Cosa fare:
Nella sentenza della Cassazione riportata nel brano proposto, quale magistrato è indicato come Presidente del collegio?

CORTE DI CASSAZIONE PENALE, Sez.3^ 15 Gennaio 2014 (C.C. 3/12/2013), Sentenza n. 1486
REPUBBLICA ITALIANA
In nome del Popolo italiano
LA CORTE SUPREMA DI CASSAZIONE
TERZA SEZIONE PENALE
Composta dai Sigg.ri Magistrati
Dott.ssa Claudia Squassoni – Presidente
Dott. Giovanni Amoroso – Consigliere
Dott. Luigi Marini – Consigliere
Dott. Andrea Gentili – Consigliere
Dott. Alessio Scarcella – Consigliere Rel.

Voci elencate:
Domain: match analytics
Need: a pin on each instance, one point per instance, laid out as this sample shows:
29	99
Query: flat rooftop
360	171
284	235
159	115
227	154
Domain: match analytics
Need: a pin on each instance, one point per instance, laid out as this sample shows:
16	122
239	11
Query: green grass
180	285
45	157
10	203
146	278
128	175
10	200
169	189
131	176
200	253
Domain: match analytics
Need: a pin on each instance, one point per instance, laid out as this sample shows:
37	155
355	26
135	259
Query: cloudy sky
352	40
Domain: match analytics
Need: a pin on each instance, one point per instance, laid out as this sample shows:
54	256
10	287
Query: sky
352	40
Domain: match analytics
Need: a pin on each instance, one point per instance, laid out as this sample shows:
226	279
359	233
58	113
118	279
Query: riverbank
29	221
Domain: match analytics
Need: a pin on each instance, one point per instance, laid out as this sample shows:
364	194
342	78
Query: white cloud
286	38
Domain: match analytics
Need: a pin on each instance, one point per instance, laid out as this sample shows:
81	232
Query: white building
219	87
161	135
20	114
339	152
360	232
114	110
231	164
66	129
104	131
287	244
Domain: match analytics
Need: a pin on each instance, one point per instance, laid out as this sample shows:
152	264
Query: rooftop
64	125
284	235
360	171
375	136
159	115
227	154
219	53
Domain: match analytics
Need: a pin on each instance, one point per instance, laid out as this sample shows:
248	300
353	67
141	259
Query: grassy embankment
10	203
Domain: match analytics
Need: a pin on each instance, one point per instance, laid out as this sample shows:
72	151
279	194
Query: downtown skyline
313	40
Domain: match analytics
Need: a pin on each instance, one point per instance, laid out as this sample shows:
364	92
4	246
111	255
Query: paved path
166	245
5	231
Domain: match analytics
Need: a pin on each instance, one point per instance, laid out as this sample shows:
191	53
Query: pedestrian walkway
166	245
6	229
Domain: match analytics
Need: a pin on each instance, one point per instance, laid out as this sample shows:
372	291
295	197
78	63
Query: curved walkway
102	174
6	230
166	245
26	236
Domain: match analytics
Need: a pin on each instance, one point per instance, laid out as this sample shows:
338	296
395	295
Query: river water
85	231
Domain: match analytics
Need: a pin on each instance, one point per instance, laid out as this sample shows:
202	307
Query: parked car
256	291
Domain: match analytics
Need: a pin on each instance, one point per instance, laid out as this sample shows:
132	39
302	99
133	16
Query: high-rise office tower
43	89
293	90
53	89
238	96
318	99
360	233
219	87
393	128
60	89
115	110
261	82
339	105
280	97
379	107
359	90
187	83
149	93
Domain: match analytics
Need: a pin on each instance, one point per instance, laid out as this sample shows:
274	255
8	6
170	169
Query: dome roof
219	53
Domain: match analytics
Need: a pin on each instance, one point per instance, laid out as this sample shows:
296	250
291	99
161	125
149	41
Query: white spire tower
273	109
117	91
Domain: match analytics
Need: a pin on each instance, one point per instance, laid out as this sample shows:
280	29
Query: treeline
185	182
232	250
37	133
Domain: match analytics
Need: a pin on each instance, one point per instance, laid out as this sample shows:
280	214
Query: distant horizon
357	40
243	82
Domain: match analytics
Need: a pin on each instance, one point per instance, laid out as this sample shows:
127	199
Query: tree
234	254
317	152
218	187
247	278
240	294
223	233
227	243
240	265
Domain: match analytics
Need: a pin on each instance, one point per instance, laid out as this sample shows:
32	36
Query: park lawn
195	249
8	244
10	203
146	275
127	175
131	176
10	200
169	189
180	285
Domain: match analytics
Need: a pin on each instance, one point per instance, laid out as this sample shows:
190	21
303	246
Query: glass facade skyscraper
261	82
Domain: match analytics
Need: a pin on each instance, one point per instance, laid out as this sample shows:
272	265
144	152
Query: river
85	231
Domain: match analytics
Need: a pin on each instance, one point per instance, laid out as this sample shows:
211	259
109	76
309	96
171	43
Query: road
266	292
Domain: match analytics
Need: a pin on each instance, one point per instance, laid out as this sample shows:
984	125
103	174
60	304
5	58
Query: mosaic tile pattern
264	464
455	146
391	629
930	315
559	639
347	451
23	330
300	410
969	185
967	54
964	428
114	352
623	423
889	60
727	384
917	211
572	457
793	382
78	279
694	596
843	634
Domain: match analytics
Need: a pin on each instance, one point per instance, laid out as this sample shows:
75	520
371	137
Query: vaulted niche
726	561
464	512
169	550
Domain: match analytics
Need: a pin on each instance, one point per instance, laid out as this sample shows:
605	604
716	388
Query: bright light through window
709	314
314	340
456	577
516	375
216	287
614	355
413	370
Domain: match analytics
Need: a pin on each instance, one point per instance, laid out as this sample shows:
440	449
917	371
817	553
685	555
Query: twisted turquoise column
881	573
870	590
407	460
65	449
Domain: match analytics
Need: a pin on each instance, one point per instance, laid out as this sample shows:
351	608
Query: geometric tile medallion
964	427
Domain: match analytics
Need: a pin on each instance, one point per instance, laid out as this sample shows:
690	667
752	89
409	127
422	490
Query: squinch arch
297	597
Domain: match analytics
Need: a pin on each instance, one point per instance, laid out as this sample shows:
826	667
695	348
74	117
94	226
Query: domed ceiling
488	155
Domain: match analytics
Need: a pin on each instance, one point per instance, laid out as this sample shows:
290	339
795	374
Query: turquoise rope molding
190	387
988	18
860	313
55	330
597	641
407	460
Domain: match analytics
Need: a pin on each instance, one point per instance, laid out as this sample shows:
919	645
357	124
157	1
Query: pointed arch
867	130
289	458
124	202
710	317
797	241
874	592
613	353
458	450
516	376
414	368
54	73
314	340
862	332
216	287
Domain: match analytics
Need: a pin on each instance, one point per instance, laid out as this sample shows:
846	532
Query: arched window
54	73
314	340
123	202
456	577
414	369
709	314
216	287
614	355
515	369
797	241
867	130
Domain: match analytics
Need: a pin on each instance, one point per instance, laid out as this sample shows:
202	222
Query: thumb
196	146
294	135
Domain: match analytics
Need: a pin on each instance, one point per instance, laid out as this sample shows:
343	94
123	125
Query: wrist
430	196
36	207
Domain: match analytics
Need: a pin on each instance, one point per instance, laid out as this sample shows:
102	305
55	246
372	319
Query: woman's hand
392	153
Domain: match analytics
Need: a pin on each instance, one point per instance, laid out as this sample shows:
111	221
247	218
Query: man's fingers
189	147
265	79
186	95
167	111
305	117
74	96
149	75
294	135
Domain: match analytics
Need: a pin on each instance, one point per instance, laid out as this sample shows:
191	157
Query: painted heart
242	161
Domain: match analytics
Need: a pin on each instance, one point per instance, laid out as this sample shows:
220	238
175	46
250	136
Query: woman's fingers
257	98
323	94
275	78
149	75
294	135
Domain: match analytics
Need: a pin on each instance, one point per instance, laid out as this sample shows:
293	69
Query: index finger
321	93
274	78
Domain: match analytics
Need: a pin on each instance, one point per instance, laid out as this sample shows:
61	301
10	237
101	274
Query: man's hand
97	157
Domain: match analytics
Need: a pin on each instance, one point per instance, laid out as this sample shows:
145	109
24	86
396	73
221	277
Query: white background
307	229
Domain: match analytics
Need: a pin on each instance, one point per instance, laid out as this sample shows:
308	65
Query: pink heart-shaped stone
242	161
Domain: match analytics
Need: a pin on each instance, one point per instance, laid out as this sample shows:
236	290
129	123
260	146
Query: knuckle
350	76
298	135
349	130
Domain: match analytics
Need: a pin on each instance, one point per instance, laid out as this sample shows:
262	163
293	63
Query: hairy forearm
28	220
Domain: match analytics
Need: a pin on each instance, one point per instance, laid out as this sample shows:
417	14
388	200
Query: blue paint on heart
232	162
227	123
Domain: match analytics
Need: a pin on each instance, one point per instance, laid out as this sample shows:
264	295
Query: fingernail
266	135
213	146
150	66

Risposta:
La Dott.ssa Claudia Squassoni.